(GIVEN PROBLEM A)
Write out the listing below line for line, with no changes, and omit the pictures from your answer.

(EXCERPT PROVIDED)
There's a few Morris Dance sides make a great impression (especially on the roadway) by using metal scaffolding poles instead of wooden sticks in their dances? Does that count as Heavy Metal? I suppose you could call some Caribbean type steel pan drums heavy metal bodhrans...I'd love to see someone trying to blend the two approaches. (Carolan wopuld sound great on a steel band, but I've never heard it done yet.)
Actually rap opera might work quite well - replace the recitative with rapping, could work. |
Subject: RE: Help: Folk Metal From: Amergin Date: 01 Jul 00 - 03:55 PM Isn't screwing up the originals what the folk process is all about? |
Subject: RE: Help: Folk Metal From: Bill D Date: 01 Jul 00 - 04:49 PM Amerigin..not exactly...some of the stuff that we know is WAY different than the originals took decades or centuries of trial & error and the failures were not well documented..what we have now is often gratuitous change in order to get around copyright laws or to 'establish an image'....and the results are recorded and broadcast and passed off as 'creativity'....some change is inevitable, and some is even good...but, I repeat, KNOW what the original IS when you are experimenting, and KNOW when it is so different that it needs a different venue. |
Subject: RE: Help: Folk Metal From: Clinton Hammond2 Date: 01 Jul 00 - 06:26 PM Sorry Bill... I gotta side with THEM on this one... If it don't change, it stagnates and dies... let the 'kids' do what they want to the tunes... If you don't like 'em, I'll meet ya at the bar and we can co-miserate... But I won't let ya try to stop 'em! LOL!!!! Whoop it up folks! [~` |
Subject: RE: Help: Folk Metal From: McGrath of Harlow Date: 01 Jul 00 - 06:44 PM Best music is near the bar anyway.
Key thing about folk music is a presumption that things get better as they get older - the music, and the musicians. Once you realise that, you've got something to look forward to.

(AVAILABLE DATA)

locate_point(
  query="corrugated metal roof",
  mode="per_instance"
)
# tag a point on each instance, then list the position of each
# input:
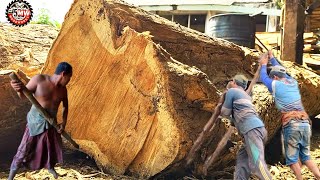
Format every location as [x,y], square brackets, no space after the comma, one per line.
[180,2]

(GIVEN PROBLEM B)
Reproduce a passage of the forum thread on folk metal word for word: begin at the words "There's a few" and stop after "it done yet.)".

(FULL OUTPUT A)
locate_point(
  query="corrugated metal roof",
  mode="per_instance"
)
# tag a point on each instance, then list the position of each
# input:
Format every location as [x,y], square brackets, no space after the comma, one per line.
[180,2]

(FULL OUTPUT B)
There's a few Morris Dance sides make a great impression (especially on the roadway) by using metal scaffolding poles instead of wooden sticks in their dances? Does that count as Heavy Metal? I suppose you could call some Caribbean type steel pan drums heavy metal bodhrans...I'd love to see someone trying to blend the two approaches. (Carolan wopuld sound great on a steel band, but I've never heard it done yet.)